**Task requirements:** Make an exact copy of the listing below.

......

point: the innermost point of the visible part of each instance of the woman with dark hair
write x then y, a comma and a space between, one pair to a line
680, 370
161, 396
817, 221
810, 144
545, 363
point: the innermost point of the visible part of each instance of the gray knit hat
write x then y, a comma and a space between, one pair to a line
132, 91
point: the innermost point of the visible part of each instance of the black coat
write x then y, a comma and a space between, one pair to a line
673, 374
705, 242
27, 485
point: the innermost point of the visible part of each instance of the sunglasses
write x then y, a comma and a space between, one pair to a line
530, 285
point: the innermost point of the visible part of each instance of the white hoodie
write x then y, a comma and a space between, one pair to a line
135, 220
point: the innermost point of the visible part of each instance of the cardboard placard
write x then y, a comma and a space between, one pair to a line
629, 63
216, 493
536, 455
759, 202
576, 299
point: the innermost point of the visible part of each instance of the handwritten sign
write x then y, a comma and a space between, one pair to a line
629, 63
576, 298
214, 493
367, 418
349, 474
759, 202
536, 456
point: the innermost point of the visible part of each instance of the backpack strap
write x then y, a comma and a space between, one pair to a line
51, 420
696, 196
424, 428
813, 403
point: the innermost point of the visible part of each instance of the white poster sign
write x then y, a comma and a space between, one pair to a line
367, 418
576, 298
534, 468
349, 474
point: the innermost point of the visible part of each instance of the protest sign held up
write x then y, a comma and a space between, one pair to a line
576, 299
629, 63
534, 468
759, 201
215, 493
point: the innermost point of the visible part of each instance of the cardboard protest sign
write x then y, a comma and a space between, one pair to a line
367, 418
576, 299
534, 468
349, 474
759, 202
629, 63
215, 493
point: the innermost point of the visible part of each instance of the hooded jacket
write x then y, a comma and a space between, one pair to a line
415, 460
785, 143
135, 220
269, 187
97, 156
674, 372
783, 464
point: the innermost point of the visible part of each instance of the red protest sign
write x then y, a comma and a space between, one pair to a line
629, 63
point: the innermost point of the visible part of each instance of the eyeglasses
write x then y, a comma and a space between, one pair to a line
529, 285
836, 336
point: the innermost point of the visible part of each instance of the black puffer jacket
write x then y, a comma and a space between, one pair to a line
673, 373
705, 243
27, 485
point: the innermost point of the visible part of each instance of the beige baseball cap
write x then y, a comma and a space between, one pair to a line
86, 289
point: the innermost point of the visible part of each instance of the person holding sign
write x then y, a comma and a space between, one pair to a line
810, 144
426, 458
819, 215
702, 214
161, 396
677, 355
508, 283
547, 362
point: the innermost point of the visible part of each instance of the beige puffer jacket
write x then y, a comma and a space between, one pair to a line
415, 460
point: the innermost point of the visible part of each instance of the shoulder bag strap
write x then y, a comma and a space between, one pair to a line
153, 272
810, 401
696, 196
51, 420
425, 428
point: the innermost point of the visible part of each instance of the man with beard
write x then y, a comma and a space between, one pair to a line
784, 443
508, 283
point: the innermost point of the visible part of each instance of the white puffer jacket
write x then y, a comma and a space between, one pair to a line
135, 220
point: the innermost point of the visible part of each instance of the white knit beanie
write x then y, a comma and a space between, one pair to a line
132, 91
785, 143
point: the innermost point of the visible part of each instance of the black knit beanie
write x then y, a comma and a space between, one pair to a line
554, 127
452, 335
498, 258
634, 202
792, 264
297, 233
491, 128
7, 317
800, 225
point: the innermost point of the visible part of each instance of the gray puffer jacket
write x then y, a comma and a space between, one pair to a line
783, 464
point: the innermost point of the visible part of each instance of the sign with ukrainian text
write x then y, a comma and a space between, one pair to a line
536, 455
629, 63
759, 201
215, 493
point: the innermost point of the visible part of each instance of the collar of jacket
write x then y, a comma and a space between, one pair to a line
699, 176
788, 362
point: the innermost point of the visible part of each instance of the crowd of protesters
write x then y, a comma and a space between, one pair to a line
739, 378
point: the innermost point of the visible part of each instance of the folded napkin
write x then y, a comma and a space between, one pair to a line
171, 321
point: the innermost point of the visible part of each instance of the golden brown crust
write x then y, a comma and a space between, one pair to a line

......

**Exercise result:**
point: the innermost point of the visible part of each instance of the woman with dark hair
write x then y, a comma and a space between, one pair to a line
680, 370
161, 396
817, 221
810, 144
545, 363
point: the innermost point of the visible part of each instance of the gray knit hat
write x then y, a comma and a space between, one pair to a line
132, 91
point: the innermost point of the visible part of each instance of the black coat
write x then y, a comma and a space between, one pair to a line
673, 374
705, 242
27, 485
point: the innermost point of the visible part of each instance of the sunglasses
write x then y, a comma and a space between, one pair to a line
530, 285
point: the innermost point of the visible part of each instance of the white hoodie
write x then y, a comma and a space between, one pair to a line
135, 220
point: the innermost point of the visible part of each instance of the cardboard placard
write x then y, a comma and a space between, one pair to a line
629, 63
216, 493
536, 455
759, 202
576, 299
point: the innermost point of the visible part of each instance of the handwritten sign
write x then y, a comma and a space between, one pair to a line
629, 63
576, 298
214, 493
367, 418
349, 474
759, 202
536, 456
point: the innermost point of the visible part of each instance of the backpack strap
write x then y, a comma and a space between, one pair to a line
51, 420
696, 196
424, 428
813, 403
point: the innermost point of the visible part of each instance of the white poster sign
write x then y, a comma and a space between, one pair to a line
367, 418
576, 298
534, 468
349, 474
point: the innermost point of the visible part of each instance of the protest sign held up
write x then y, a comma and a space between, one pair to a line
576, 299
629, 63
534, 468
759, 201
215, 493
point: the innermost point of the visible part of each instance of the cardboard protest sign
write x then y, a comma and a space between, one pair to a line
367, 418
576, 299
534, 468
349, 474
759, 202
629, 63
215, 493
point: the innermost point of the visible part of each instance of the hooded jacket
write x then y, a comma and a space between, one pair to a line
415, 460
785, 143
135, 220
269, 187
97, 156
674, 372
783, 464
point: the innermost point of the visible part of each instance of the red protest sign
write x then y, a comma and a space between, one pair to a line
629, 63
point: the innermost point of the visible part of each instance of the eyeglasses
write x then y, a comma and a space between, one pair to a line
529, 285
836, 336
point: the innermost point of the visible part of each instance of the black puffer jacket
write x then y, a comma and a space between, one pair to a line
673, 373
705, 243
27, 485
point: the innermost point of the visible part of each instance of the beige baseball cap
write x then y, a comma and a space between, one pair to a line
86, 289
point: the innermost point of the visible part of each instance of the person holding sign
write x then y, a comma and a space between, one pair to a line
810, 144
426, 458
819, 215
702, 214
161, 396
677, 355
508, 283
547, 362
point: the innermost point of the visible part of each instance of the beige puffer jacket
write x then y, a comma and a space between, one pair to a line
415, 460
point: the innermost point of the visible part of each instance of the shoulder bag strap
write x then y, a comma and a space between, one pair to a line
153, 272
810, 401
696, 196
51, 420
425, 428
point: the innermost point of the visible part of each instance of the man with beard
write x then y, a comma and a space between, one pair to a line
784, 443
508, 283
point: the innermost point of the visible part of each instance of the white puffer jacket
write x then y, a comma and a space between, one pair to a line
135, 220
point: the innermost point of the visible part of each instance of the white knit beanie
write x then y, a comma and a space between, one pair to a line
132, 91
785, 143
point: the innermost point of the visible part of each instance of the black knit beanie
write x then y, a comma and a space between, one pair to a line
554, 127
452, 335
498, 258
634, 202
792, 264
297, 233
491, 128
7, 317
800, 225
point: the innermost point of the visible part of each instance of the gray puffer jacket
write x then y, a comma and a space between, one pair to a line
783, 464
point: the innermost point of the visible part of each instance of the sign with ukrainian text
write x then y, a comma and a space between, one pair to a line
536, 455
629, 63
759, 201
215, 493
point: the innermost point of the visible part of each instance of the collar of jacket
write x then y, a comma and a space between, one pair to a line
699, 176
788, 362
point: the innermost point of the visible part of each instance of the crowd of protesters
write x then y, a comma and a space between, one pair to a line
739, 378
point: the innermost point of the visible part of each instance of the folded napkin
write x then y, a comma and a space between, one pair to a line
171, 321
point: the innermost point of the visible part of each instance of the golden brown crust
write x then y, a comma and a space between, one pair to a line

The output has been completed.